• **TASK STATEMENT**: Make an exact copy of the lines from the one holding "Target: windshield" through the last line of the material, and output nothing else.

(DATA FOR THIS TASK begins)

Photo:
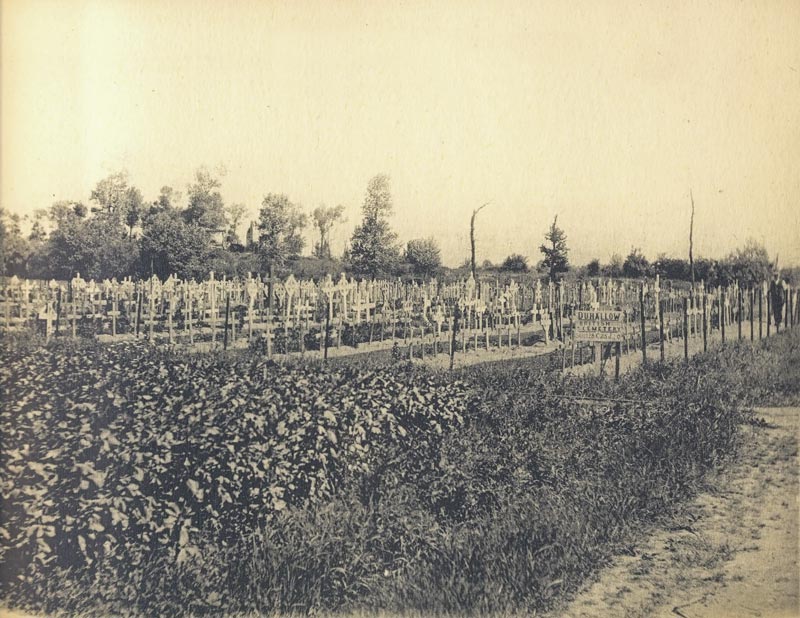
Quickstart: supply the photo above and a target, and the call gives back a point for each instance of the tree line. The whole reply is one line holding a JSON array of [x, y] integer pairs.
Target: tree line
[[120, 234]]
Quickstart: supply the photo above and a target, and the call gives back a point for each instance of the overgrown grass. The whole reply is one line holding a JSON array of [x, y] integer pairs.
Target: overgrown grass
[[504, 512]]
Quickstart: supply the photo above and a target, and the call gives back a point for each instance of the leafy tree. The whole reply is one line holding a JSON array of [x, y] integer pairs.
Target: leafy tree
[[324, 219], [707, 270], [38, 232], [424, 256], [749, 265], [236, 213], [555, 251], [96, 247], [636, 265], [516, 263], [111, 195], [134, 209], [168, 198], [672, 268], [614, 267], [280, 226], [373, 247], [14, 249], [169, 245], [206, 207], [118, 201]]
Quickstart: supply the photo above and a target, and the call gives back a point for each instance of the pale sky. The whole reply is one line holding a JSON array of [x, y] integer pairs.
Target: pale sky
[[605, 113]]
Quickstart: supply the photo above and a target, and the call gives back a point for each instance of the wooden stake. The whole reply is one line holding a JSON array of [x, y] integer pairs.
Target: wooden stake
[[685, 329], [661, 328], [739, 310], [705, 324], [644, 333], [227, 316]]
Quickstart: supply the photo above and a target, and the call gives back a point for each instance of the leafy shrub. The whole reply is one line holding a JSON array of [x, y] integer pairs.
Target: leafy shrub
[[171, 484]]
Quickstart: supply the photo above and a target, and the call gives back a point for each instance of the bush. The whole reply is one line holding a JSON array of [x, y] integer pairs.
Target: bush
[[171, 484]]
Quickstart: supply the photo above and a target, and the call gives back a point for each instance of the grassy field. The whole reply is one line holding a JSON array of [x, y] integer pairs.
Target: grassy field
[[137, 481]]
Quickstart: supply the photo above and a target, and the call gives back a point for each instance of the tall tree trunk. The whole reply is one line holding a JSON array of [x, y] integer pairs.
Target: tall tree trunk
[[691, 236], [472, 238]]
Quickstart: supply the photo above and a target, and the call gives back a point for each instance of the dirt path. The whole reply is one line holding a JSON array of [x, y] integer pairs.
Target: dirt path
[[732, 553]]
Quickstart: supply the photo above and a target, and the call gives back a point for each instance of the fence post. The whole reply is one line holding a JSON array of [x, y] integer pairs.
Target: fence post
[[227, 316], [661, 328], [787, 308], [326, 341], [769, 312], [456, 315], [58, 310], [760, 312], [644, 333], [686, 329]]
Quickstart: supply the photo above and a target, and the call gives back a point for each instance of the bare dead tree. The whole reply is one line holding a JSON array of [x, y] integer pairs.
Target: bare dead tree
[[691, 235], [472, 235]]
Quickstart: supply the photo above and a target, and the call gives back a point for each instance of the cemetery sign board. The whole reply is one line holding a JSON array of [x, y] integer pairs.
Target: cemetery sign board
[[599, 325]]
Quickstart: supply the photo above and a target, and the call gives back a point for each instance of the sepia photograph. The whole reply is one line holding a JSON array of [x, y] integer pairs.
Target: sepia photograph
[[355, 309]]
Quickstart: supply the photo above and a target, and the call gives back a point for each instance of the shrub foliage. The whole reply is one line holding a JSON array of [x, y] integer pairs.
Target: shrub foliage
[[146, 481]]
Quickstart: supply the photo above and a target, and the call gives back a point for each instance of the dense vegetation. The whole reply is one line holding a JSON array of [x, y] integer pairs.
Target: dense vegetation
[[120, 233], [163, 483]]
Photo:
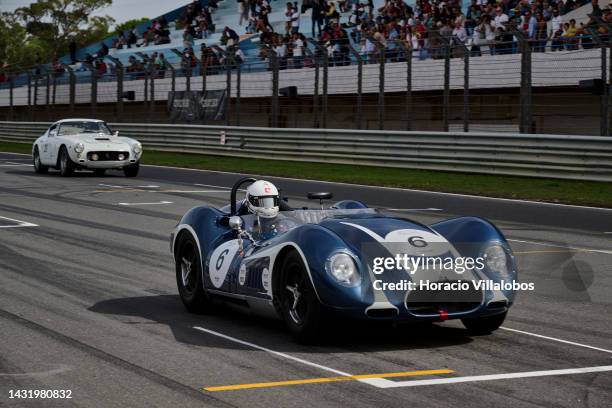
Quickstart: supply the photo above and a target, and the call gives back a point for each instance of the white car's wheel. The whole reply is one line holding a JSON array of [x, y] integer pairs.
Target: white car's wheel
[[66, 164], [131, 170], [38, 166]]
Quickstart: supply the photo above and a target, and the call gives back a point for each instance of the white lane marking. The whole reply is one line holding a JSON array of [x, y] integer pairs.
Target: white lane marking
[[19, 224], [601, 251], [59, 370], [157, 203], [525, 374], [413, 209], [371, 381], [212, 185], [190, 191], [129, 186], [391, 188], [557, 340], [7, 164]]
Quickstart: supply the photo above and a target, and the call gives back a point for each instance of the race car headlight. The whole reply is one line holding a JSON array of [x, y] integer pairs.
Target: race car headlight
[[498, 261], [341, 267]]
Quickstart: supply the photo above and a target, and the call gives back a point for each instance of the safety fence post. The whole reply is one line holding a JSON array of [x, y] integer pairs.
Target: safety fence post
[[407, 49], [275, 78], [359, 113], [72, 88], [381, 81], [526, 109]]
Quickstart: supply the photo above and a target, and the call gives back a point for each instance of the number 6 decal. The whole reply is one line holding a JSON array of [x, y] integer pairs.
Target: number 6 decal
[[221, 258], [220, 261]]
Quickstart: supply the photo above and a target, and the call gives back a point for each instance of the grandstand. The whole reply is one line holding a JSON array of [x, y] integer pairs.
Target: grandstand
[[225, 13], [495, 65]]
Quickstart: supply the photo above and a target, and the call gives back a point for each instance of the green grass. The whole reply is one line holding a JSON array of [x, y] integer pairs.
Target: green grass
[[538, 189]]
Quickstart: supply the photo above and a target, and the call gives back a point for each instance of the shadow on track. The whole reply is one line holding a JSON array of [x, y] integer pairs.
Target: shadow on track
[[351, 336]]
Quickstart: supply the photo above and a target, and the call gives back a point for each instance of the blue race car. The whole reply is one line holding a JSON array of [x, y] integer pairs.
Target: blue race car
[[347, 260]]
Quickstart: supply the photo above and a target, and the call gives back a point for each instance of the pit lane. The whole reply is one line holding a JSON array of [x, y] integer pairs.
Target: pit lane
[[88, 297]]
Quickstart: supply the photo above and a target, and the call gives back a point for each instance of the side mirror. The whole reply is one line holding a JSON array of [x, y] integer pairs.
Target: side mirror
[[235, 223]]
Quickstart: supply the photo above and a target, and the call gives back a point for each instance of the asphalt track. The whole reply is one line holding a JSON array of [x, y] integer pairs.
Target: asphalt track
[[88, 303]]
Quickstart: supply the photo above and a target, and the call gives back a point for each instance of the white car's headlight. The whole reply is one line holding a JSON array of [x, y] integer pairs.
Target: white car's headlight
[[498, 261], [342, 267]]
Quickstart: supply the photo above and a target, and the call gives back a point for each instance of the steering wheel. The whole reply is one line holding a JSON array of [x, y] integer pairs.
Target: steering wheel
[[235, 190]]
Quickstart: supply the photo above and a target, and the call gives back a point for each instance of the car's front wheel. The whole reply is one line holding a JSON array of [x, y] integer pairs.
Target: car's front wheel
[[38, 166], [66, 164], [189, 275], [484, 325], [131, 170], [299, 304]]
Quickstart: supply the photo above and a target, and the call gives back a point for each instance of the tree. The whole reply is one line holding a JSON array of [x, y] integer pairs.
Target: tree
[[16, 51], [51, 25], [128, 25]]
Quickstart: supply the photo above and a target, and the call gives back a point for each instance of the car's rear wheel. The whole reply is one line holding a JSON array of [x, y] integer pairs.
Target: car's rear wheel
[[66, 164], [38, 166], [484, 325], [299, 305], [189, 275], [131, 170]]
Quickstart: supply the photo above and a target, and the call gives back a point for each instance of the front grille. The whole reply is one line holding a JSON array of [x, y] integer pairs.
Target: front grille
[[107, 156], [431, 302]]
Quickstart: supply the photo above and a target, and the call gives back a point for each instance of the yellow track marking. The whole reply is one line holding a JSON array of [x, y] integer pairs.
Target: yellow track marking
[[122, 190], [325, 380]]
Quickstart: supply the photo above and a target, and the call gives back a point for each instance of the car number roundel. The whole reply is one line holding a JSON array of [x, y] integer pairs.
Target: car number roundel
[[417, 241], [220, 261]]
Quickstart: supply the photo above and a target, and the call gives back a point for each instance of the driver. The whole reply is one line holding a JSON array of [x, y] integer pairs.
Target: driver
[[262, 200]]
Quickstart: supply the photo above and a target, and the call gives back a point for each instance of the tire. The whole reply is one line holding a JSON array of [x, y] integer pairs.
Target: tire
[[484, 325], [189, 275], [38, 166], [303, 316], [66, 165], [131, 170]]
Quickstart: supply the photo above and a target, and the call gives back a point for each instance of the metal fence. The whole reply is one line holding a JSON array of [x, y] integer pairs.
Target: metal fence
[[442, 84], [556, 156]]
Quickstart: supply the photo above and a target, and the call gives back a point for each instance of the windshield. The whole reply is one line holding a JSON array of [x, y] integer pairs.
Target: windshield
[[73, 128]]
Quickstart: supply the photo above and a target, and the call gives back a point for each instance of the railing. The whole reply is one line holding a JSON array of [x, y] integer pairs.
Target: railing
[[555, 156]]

(DATA FOR THIS TASK ends)

• **RESULT OF THIS EXERCISE**:
Target: windshield
[[73, 128]]
Quickstart: supply the photo above and a target, and the call gives back a point for each instance of the railing. The whole reply is one line holding a JSON array of [x, y] integer pairs.
Target: railing
[[555, 156]]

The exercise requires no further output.